Only the lines from the line containing "Mark one point on every instance of the gooseberry" through the final line of the entries should be printed, exactly as given, with the pictures left out.

*** GIVEN INFORMATION ***

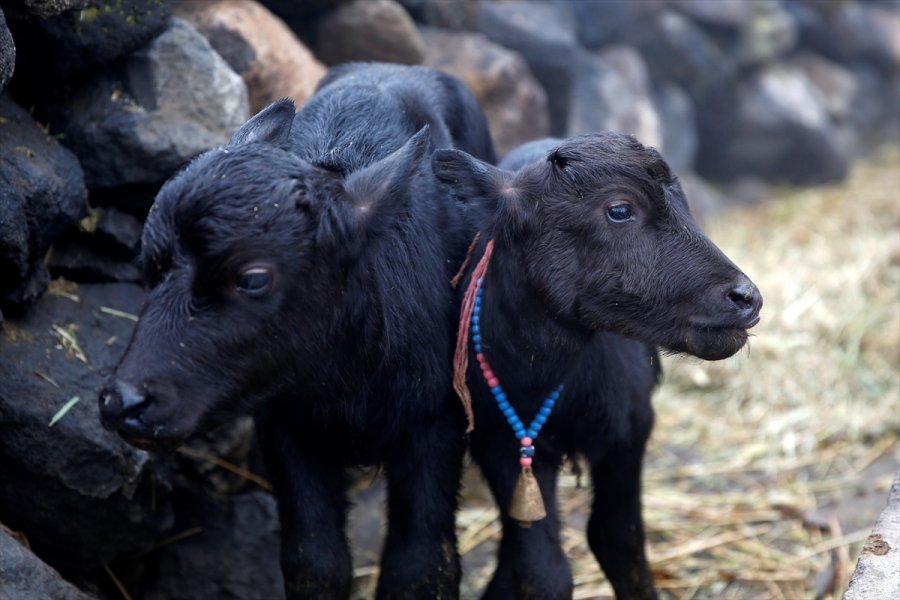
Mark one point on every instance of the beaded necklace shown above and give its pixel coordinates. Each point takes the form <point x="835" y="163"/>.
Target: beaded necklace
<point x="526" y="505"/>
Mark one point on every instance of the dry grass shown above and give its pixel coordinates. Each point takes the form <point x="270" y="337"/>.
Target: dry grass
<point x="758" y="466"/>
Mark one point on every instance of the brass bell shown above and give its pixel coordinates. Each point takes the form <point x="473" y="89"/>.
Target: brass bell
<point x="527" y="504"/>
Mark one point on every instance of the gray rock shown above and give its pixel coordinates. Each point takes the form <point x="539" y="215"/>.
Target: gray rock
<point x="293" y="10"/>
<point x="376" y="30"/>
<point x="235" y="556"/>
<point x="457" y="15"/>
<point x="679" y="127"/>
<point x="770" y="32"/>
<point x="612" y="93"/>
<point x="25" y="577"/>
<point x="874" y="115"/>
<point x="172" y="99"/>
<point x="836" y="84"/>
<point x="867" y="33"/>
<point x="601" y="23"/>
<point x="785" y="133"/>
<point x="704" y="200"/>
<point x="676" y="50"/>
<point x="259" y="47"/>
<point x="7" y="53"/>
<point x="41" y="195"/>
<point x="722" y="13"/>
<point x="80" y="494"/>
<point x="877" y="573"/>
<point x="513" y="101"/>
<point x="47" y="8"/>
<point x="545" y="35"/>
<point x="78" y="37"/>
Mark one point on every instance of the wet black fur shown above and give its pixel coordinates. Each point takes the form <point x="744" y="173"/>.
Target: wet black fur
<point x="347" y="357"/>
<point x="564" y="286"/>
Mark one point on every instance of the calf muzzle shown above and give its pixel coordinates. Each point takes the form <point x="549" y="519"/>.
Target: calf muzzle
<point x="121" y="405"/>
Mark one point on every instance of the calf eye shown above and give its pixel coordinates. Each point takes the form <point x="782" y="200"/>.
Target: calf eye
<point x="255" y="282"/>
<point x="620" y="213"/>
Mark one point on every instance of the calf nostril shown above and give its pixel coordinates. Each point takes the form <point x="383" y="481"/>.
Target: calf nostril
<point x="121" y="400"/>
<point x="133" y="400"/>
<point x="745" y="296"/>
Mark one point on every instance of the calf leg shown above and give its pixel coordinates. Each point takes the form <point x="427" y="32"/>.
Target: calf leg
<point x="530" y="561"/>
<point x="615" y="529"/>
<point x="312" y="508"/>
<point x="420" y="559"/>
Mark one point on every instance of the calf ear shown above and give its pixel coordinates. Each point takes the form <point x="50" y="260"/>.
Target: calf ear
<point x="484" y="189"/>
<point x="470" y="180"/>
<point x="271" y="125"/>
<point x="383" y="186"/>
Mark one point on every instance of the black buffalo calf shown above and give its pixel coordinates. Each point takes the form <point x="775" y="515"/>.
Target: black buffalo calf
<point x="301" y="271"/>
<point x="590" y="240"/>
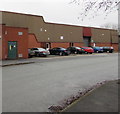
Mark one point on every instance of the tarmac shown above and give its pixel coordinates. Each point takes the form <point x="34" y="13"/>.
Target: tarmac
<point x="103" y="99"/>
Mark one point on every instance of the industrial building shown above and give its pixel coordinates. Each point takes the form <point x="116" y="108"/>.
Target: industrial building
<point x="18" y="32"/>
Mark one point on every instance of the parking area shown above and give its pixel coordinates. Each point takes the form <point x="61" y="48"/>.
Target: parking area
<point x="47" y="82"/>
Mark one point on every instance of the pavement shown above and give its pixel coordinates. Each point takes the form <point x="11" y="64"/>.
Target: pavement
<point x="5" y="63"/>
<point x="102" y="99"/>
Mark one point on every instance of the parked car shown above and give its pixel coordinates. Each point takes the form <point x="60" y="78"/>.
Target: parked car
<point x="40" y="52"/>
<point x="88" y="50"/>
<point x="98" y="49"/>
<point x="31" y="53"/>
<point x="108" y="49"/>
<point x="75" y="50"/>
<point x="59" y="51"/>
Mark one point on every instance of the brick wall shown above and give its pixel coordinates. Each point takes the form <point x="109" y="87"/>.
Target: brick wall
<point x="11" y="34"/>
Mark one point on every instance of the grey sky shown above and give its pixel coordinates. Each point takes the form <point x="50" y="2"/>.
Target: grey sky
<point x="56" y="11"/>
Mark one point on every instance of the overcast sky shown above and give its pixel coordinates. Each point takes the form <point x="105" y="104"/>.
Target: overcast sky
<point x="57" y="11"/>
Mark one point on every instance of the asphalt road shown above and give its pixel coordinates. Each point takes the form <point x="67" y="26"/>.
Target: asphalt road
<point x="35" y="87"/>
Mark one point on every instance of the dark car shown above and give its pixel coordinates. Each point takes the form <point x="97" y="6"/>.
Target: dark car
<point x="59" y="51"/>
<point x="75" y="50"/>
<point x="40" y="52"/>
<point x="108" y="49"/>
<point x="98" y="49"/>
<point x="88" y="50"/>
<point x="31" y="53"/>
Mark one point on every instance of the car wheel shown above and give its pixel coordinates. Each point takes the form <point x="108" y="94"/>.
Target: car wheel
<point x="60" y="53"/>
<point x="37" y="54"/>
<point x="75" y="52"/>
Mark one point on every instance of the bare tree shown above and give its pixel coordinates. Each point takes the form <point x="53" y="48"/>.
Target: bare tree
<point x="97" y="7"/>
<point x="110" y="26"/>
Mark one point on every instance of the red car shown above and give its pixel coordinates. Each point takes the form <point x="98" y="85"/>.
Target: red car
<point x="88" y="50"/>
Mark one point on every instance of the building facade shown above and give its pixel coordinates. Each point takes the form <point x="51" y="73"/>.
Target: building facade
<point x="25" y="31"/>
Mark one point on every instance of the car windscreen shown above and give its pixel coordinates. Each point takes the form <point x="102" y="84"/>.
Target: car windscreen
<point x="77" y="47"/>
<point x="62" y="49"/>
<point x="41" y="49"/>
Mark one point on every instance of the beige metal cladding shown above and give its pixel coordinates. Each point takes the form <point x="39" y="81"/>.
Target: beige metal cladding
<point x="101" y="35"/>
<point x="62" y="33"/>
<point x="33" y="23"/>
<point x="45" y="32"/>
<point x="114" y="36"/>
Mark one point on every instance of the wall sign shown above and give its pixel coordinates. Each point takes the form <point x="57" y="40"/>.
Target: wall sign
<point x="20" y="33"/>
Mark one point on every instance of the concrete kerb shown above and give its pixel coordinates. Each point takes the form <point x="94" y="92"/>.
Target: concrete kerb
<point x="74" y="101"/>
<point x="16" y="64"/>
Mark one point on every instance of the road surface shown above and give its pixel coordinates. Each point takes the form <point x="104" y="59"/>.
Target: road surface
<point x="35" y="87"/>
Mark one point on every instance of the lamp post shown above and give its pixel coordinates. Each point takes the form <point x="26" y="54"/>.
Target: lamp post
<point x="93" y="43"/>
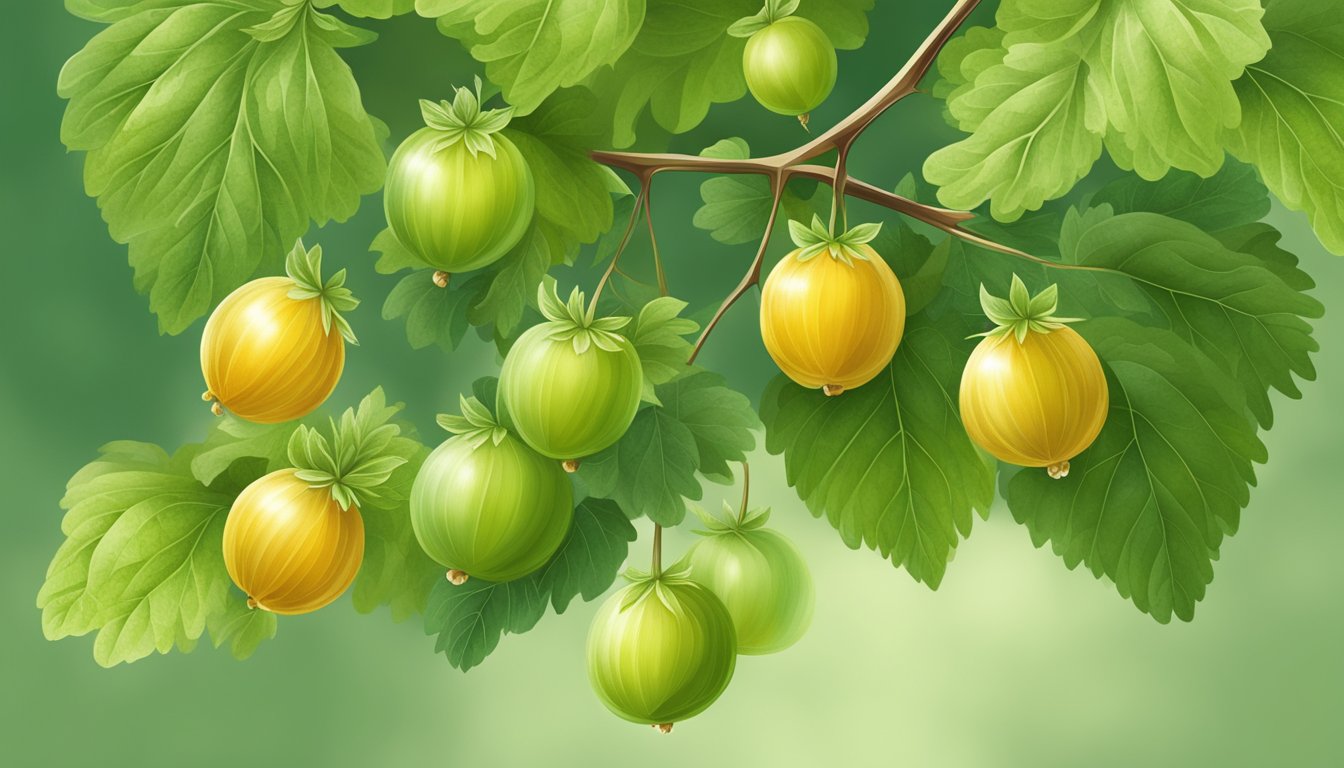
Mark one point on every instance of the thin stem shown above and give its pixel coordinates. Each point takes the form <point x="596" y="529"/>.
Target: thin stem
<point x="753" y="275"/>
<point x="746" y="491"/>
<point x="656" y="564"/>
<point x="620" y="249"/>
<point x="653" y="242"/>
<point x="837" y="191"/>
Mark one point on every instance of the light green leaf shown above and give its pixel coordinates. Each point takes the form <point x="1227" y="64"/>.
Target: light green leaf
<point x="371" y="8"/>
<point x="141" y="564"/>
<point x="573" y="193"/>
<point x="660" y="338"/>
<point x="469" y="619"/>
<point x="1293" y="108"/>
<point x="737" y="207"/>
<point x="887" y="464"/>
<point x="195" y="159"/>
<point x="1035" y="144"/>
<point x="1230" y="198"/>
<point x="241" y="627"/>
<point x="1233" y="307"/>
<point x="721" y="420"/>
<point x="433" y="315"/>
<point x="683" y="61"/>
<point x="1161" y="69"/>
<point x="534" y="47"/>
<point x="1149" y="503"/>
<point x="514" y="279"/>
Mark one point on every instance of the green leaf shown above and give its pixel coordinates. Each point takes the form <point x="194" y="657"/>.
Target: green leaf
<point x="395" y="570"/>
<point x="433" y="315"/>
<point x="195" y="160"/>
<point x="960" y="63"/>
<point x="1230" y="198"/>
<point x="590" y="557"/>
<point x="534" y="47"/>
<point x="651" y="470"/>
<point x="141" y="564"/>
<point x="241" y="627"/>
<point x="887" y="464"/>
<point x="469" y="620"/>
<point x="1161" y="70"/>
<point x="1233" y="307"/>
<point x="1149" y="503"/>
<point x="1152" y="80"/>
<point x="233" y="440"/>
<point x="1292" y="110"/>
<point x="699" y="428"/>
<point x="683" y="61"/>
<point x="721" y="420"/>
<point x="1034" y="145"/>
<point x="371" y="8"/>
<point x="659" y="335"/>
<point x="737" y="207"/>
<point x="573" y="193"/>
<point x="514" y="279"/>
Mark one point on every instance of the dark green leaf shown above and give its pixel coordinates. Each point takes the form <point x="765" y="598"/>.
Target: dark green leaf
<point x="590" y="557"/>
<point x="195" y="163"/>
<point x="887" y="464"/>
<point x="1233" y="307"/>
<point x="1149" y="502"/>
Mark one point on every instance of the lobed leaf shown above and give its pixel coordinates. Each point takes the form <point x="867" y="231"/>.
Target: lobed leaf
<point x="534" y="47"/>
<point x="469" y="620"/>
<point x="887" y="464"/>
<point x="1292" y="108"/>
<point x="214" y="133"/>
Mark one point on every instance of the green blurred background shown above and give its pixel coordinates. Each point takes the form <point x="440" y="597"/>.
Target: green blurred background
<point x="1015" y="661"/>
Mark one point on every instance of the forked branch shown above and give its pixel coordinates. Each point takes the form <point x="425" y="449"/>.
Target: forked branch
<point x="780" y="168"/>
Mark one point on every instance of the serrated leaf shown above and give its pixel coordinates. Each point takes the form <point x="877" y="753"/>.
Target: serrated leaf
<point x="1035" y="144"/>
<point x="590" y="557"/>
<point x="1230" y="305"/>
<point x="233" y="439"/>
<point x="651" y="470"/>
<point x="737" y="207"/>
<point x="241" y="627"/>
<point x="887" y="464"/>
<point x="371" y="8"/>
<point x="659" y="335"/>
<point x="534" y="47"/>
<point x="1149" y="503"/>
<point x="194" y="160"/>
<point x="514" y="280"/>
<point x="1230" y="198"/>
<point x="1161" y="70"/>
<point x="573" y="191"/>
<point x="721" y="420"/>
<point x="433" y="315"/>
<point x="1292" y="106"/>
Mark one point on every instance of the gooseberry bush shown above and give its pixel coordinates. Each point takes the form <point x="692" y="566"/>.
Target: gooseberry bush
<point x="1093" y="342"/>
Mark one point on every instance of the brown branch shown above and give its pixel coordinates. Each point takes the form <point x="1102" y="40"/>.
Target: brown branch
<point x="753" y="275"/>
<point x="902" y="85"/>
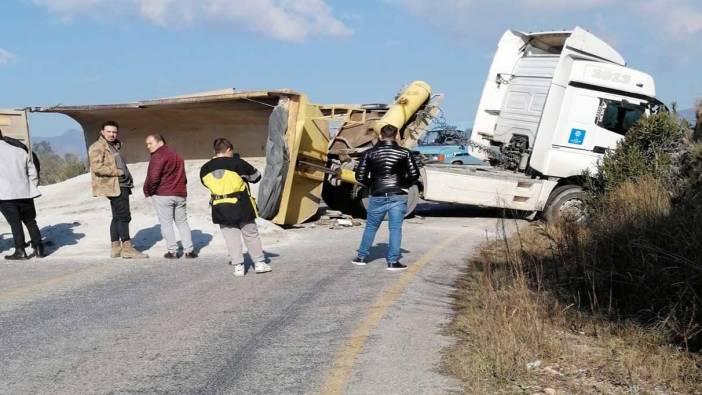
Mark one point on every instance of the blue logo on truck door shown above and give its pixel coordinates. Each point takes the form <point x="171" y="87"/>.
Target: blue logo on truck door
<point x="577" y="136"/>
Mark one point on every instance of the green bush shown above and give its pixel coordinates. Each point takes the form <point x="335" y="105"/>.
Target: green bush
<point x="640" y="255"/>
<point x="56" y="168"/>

***

▶ **RESULT OF THE TASK**
Mark one point on every instance of the gooseberry bush shown above and give its pixel coordinates. Each point takes the form <point x="692" y="566"/>.
Target: gooseberry bush
<point x="1093" y="342"/>
Mark one point on every instance of the brown branch shown above and give its pixel coordinates. Each point takes the form <point x="1102" y="40"/>.
Target: brown branch
<point x="753" y="275"/>
<point x="902" y="85"/>
Mark one point on every instance of the blue logo on truck door shown above and give its pixel coordinates. Each point takes the form <point x="171" y="87"/>.
Target: blue logo on truck door
<point x="577" y="136"/>
Mark one point on every instance of the green bush shown above and give its pixel coordinates. Each point takes the form <point x="335" y="105"/>.
Target: green bush
<point x="640" y="255"/>
<point x="56" y="168"/>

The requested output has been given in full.